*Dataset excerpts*
BEGIN
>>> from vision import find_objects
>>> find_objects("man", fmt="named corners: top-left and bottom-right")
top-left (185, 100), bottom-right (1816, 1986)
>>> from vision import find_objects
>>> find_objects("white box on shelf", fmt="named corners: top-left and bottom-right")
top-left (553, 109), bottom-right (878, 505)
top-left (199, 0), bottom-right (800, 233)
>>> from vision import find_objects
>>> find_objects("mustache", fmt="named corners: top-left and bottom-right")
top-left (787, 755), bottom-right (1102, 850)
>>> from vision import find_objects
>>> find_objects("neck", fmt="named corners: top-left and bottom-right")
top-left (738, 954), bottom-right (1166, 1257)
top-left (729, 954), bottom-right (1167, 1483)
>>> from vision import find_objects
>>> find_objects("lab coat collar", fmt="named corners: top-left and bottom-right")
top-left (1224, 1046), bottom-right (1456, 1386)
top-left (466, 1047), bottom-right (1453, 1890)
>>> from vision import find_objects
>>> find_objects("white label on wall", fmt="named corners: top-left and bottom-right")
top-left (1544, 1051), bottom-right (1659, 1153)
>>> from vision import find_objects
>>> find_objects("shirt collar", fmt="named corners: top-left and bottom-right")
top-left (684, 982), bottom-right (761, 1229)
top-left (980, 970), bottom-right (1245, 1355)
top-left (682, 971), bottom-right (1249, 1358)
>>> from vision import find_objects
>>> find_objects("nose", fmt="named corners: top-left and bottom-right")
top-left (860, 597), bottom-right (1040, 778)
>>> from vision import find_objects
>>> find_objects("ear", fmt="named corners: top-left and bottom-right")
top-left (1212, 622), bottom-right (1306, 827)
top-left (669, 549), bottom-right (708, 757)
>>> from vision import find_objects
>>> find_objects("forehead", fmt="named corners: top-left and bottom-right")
END
*TASK DESCRIPTION*
Once you have read the entries above, copy them out exactly as they were given.

*SOLUTION TO THIS PROBLEM*
>>> from vision import find_objects
>>> find_objects("man", fmt="named corners: top-left and bottom-right")
top-left (185, 100), bottom-right (1816, 1986)
>>> from vision import find_objects
>>> find_objects("white box on shelf", fmt="named corners: top-left and bottom-right")
top-left (553, 109), bottom-right (878, 505)
top-left (199, 0), bottom-right (800, 233)
>>> from vision import find_objects
>>> find_objects("mustache", fmt="named corners: top-left and bottom-right")
top-left (787, 755), bottom-right (1102, 850)
>>> from vision import find_objects
>>> find_objects("neck", fmt="named corners: top-left and bottom-right")
top-left (738, 954), bottom-right (1166, 1257)
top-left (729, 954), bottom-right (1167, 1483)
>>> from vision import find_objects
>>> find_objects("lab coat collar", fmt="named corners: top-left and bottom-right")
top-left (1224, 1046), bottom-right (1456, 1386)
top-left (466, 1047), bottom-right (1453, 1890)
>>> from vision import find_objects
>>> find_objects("white label on wall", fmt="named corners: top-left and bottom-right")
top-left (1544, 1051), bottom-right (1659, 1153)
>>> from vision import find_objects
>>> find_objects("shirt collar", fmt="named corners: top-left and bottom-right")
top-left (684, 982), bottom-right (761, 1229)
top-left (980, 970), bottom-right (1245, 1355)
top-left (682, 971), bottom-right (1249, 1358)
>>> from vision import find_objects
>>> find_objects("nose", fmt="named corners: top-left and bottom-right")
top-left (860, 597), bottom-right (1040, 778)
>>> from vision import find_objects
>>> find_objects("ear", fmt="named corners: top-left and bottom-right")
top-left (1212, 622), bottom-right (1306, 827)
top-left (669, 549), bottom-right (708, 757)
>>> from vision import find_objects
>>> find_objects("forehead", fmt="named corners: top-left and bottom-right")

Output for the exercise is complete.